## DOCUMENT TEXT:
____
Otherwise, I see a huge amount of communication traffic being used and possibly causing other devices to not get a signal if needed.


----------



## sb47 (Nov 11, 2019)

You might try a child tracking device people use to keep track of there kids and or teens that take daddy's car out for the weekend. I'm sure there is a fee attached to them as well.


----------



## misfitecho (Jul 17, 2021)

Hey guys so update to this. Get the Apple AirTag, remove the speaker (super easy, takes 2 min). And place in equipment. It's small enough to stick under the hood with some double-sided tape. Batteries last a year. 

It says it will alert someone if it's been following them, but ive been tracking the fiance for a week and it hasent said anything. She placed the tag in her car, so we could test it. I currently use it as a tracker in my own car. After seeing how well it's been working, I'm going to pick up several more and place them in my tool boxes, gun bags. 

For 29 bucks its cheap insurance. 








AirTag


Attach AirTag to everyday items, like your keys or a backpack, to easily keep track of them in the Find My app.



www.apple.com




(remove the speaker) 
(hide and go seek on motorcycles with airtag)


----------



## K-techcowboy (Dec 1, 2021)

Mtrstump said:


> Does anyone know of a gps tracking device that can be mounted on equipment. I want one that can be tracked by smart phone. I have done an exhaustive search on the Internet, and all I find is gps with a monthly contract, where if your equipment is stolen the maker of the device will track it for you and call the police. It seems as though you should be able to do it yourself and not pay a monthly fee. I think there is a huge market for this. I can't understand why it's not available


Ebay


----------
____
## WRITTEN TASKS:
1 - In the tracker thread, how long do the AirTag batteries last?
2 - Please render this sentence from the tracker thread in Spanish: "It's small enough to stick under the hood with some double-sided tape."
3 - For each statement, answer yes or no to whether it agrees with the tracker thread, and quote the words that settle it. (a) The tag was placed in her own car for the test. (b) Taking the speaker out of the AirTag takes about an hour. (c) The AirTag alerted the person being tracked during the week of testing.

## ENTRIES PROVIDED:
____
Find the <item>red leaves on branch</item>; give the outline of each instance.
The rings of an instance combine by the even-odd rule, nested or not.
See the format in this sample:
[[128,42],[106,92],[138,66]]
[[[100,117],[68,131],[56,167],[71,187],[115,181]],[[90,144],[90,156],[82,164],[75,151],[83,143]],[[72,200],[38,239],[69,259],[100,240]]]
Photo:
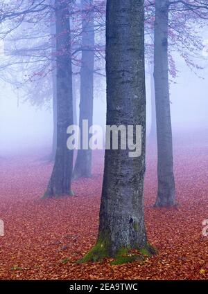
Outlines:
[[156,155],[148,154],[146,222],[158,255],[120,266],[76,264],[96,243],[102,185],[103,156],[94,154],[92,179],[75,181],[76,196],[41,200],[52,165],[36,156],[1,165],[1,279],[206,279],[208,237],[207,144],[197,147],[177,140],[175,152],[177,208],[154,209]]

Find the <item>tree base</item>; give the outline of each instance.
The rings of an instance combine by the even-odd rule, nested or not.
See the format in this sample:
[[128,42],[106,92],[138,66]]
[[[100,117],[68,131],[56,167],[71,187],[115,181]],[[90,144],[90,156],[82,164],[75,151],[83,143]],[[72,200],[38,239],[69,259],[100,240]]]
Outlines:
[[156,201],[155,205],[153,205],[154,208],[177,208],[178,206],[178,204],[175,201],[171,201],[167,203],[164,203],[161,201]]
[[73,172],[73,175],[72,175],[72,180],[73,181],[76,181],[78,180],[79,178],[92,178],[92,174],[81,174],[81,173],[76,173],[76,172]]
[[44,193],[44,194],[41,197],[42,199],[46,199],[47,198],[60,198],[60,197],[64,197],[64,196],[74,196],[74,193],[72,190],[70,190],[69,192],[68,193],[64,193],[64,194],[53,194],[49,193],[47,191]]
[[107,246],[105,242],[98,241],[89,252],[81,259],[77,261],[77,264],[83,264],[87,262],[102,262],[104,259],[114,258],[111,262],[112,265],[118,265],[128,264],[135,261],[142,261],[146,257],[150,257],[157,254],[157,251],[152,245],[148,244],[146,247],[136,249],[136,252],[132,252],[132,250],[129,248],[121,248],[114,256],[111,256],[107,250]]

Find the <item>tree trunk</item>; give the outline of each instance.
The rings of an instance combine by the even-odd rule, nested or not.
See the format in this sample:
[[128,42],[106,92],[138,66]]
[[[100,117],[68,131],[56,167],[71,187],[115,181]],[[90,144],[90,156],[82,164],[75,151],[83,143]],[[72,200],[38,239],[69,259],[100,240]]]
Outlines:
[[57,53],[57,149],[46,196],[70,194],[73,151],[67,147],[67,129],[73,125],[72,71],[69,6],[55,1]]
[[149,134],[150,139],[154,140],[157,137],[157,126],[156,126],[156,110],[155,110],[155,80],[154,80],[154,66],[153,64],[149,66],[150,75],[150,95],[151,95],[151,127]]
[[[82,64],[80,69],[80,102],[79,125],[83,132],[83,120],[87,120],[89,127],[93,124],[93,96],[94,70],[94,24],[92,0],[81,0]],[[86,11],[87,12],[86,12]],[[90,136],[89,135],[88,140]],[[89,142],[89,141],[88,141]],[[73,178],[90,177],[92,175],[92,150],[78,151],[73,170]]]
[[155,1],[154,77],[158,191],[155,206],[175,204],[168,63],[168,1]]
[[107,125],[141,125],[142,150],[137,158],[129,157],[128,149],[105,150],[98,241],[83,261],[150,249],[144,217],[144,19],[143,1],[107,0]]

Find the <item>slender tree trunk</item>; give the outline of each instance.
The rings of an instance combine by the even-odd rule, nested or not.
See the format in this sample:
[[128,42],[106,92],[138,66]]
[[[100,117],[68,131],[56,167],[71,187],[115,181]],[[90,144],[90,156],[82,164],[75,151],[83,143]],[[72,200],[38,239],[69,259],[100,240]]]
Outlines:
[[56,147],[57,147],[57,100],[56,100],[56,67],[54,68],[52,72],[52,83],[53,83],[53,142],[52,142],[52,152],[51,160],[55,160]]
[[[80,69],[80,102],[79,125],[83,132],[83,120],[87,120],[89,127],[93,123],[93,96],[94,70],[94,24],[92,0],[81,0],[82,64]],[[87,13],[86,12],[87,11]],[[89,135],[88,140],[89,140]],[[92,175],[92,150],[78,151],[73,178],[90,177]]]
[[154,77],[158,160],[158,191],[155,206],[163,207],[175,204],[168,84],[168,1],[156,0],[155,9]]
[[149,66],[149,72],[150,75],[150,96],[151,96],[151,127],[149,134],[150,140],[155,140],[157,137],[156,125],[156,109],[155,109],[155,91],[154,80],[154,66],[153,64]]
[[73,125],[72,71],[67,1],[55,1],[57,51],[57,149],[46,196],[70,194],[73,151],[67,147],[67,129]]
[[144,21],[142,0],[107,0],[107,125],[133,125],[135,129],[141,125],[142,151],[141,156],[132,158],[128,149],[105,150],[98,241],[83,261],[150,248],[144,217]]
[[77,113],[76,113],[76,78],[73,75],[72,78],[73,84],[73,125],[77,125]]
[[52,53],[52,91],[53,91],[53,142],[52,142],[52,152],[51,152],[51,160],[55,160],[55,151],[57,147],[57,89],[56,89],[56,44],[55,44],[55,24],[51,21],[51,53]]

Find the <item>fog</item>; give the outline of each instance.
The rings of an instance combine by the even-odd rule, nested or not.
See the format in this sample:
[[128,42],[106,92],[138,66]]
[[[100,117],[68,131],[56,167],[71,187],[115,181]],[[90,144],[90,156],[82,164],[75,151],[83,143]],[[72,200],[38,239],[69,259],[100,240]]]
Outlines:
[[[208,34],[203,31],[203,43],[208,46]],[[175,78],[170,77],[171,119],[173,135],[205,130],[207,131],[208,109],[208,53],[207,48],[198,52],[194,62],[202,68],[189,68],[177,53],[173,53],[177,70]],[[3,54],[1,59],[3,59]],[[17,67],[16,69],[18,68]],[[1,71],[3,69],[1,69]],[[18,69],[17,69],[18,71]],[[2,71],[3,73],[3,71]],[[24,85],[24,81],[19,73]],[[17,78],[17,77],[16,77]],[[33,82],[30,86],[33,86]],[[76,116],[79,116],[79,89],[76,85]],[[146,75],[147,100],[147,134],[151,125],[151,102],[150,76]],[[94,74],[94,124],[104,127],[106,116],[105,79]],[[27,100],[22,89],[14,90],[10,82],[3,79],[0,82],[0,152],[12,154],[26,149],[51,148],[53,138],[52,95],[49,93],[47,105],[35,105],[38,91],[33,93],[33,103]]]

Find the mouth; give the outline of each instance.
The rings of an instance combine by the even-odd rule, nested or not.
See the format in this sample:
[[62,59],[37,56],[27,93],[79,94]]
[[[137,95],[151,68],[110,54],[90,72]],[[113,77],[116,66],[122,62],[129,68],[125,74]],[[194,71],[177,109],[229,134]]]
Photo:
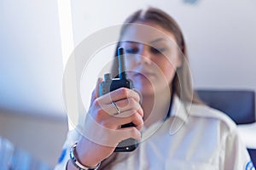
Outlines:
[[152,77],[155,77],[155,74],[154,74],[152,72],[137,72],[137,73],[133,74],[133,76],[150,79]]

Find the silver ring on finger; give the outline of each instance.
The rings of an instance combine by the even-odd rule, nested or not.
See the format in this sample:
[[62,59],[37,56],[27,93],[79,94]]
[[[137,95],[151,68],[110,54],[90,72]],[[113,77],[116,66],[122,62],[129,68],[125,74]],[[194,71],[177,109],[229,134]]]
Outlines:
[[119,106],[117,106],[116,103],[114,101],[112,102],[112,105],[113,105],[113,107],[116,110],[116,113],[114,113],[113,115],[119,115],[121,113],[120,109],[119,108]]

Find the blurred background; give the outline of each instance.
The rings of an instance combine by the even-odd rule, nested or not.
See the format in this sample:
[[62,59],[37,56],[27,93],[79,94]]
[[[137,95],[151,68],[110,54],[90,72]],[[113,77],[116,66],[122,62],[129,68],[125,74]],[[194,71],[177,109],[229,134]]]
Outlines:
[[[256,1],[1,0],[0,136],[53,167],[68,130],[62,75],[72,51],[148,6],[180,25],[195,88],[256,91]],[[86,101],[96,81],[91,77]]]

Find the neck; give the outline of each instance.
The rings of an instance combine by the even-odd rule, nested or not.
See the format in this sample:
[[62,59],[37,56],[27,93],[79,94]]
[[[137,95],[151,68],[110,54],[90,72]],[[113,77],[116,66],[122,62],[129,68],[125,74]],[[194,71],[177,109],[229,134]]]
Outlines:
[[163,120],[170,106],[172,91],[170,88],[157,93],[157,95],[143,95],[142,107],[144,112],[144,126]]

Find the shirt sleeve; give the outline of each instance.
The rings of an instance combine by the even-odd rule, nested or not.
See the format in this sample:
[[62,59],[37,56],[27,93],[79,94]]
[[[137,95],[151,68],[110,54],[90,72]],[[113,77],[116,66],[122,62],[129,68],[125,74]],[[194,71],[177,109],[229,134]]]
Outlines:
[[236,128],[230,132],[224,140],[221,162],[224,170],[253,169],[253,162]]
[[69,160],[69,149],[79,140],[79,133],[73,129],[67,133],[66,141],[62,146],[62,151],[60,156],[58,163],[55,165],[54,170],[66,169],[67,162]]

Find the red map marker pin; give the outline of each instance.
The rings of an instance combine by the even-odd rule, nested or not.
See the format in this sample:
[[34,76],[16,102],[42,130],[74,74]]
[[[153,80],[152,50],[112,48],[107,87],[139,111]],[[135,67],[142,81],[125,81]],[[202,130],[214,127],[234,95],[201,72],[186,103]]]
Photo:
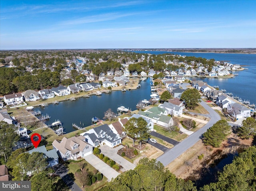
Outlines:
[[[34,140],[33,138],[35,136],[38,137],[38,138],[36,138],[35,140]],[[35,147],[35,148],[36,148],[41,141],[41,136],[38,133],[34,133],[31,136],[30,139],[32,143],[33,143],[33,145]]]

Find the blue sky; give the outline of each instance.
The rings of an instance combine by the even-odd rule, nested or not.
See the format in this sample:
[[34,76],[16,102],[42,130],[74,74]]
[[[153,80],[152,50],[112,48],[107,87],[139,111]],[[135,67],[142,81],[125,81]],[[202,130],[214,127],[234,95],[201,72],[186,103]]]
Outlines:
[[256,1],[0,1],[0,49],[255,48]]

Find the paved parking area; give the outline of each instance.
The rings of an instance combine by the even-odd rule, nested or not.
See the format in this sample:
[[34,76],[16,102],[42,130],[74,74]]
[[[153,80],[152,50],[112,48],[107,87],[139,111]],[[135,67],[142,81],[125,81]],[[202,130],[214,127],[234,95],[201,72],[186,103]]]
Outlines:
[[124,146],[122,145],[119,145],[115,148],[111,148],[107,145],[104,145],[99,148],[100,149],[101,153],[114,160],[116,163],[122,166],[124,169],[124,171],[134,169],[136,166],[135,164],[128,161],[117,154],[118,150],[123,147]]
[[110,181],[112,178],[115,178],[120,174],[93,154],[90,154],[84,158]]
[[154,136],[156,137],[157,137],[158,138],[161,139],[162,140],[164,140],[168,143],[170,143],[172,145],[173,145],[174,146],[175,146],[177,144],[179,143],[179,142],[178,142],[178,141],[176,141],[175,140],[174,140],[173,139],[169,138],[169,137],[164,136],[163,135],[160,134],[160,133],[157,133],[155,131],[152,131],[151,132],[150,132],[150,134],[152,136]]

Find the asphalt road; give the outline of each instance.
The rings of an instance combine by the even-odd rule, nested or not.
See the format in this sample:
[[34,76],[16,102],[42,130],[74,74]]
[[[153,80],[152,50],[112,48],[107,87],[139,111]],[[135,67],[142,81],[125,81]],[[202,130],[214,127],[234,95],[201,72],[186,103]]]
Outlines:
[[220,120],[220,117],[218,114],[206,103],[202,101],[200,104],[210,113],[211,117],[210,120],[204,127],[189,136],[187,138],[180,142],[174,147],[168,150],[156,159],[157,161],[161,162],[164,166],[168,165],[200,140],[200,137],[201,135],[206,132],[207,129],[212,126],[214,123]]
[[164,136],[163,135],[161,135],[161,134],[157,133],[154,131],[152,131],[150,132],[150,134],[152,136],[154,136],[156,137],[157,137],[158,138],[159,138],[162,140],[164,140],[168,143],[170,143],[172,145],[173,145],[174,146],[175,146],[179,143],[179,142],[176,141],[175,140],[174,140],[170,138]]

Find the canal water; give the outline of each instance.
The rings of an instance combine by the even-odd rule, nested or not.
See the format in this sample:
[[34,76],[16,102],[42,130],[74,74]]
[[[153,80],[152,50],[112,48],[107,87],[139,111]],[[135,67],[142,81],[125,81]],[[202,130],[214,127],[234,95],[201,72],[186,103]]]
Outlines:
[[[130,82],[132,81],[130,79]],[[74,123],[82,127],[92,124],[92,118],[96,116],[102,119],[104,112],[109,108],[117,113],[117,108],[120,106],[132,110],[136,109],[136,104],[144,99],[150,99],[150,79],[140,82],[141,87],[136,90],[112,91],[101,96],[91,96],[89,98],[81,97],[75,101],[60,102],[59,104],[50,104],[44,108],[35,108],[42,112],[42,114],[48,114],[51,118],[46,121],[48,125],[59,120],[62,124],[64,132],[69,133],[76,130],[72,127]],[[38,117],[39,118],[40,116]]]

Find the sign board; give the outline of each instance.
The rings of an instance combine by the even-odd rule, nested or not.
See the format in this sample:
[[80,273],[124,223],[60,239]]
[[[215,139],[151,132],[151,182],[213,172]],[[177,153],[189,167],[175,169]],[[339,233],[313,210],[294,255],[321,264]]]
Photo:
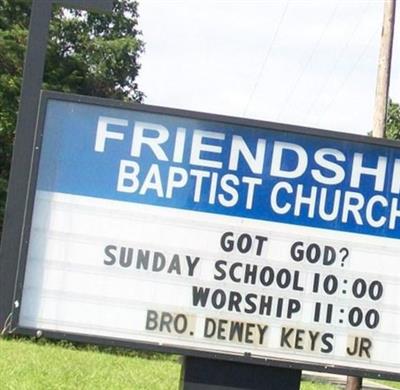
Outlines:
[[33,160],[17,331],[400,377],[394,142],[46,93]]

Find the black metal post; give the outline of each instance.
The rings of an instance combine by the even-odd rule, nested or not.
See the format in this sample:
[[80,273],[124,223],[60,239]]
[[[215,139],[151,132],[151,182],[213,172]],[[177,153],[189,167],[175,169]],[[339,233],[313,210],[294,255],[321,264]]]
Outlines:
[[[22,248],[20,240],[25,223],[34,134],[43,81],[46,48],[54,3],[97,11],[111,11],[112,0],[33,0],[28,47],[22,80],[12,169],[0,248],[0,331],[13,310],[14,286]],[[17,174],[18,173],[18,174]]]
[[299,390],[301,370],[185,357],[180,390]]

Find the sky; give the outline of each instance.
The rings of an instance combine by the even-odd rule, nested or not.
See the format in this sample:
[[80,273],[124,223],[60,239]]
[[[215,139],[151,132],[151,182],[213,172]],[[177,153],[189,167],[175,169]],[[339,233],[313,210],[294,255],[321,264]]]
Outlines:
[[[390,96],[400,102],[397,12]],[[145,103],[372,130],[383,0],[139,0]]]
____
## CORRECT ANSWERS:
1 - A year.

2 - Es lo bastante pequeño como para pegarlo debajo del capó con un poco de cinta de doble cara.

3 -
(a) Yes: "She placed the tag in her car, so we could test it."
(b) No: "super easy, takes 2 min"
(c) No: "ive been tracking the fiance for a week and it hasent said anything"